Start Data excerpts

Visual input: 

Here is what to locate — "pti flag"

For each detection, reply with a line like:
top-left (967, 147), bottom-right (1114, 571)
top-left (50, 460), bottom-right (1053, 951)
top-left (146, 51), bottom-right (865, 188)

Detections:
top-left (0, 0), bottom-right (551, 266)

End Data excerpts
Start Data excerpts

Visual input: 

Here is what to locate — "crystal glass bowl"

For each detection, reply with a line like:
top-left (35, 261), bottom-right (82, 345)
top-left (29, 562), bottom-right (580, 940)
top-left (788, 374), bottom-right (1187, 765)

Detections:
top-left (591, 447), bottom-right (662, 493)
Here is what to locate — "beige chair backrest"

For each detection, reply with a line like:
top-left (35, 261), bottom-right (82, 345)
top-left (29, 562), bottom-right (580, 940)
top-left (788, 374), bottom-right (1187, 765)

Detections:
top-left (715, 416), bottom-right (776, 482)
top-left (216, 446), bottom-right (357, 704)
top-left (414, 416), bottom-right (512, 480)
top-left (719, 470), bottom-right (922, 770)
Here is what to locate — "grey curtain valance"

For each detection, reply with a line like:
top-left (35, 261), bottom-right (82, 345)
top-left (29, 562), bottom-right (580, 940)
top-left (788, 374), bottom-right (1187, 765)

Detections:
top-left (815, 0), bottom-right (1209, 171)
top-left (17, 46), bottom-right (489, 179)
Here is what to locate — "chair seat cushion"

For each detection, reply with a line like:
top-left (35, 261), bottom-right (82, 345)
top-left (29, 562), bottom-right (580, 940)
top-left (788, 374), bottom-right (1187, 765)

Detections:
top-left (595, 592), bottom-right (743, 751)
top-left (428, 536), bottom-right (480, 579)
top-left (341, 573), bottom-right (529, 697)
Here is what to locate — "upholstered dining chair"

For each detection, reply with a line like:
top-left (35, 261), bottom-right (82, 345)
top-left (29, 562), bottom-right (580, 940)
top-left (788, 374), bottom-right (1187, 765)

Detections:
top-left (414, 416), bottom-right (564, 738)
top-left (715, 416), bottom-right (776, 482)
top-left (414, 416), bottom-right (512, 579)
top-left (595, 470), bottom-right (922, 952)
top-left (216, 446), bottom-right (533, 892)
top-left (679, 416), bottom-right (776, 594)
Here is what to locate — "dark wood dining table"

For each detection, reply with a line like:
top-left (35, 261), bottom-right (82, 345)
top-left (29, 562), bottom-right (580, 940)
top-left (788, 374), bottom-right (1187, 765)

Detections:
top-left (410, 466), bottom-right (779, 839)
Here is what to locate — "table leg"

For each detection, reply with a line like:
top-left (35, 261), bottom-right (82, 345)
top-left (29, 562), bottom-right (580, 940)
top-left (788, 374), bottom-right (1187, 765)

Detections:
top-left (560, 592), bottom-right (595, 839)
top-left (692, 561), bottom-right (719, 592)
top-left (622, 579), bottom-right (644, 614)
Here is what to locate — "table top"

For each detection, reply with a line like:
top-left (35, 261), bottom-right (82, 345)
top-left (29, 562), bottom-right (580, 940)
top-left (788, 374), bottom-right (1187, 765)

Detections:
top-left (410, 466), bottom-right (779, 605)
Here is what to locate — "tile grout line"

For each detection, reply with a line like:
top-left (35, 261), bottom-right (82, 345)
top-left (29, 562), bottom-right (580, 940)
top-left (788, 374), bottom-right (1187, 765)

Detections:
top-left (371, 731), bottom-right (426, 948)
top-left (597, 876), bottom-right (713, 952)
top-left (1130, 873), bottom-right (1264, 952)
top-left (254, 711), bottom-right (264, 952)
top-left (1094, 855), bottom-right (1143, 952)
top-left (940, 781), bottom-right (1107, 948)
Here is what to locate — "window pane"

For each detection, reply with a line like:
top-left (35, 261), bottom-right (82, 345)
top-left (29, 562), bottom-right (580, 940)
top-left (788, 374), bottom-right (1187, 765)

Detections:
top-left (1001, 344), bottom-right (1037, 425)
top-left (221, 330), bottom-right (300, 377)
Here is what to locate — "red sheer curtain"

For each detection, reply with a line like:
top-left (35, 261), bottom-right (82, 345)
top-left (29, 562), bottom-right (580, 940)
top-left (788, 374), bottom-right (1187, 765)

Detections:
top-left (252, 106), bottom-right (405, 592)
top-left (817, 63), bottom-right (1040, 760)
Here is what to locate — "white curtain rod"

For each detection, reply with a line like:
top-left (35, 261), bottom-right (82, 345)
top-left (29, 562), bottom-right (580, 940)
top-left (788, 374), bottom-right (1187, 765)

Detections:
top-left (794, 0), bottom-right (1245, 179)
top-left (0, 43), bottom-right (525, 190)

End Data excerpts

• Exercise description: Return every line of the material above that contains the string "dining", matching case exactly.

• Output below:
Here is what to locate — "upholstered dining chair"
Here is what to locate — "dark wood dining table"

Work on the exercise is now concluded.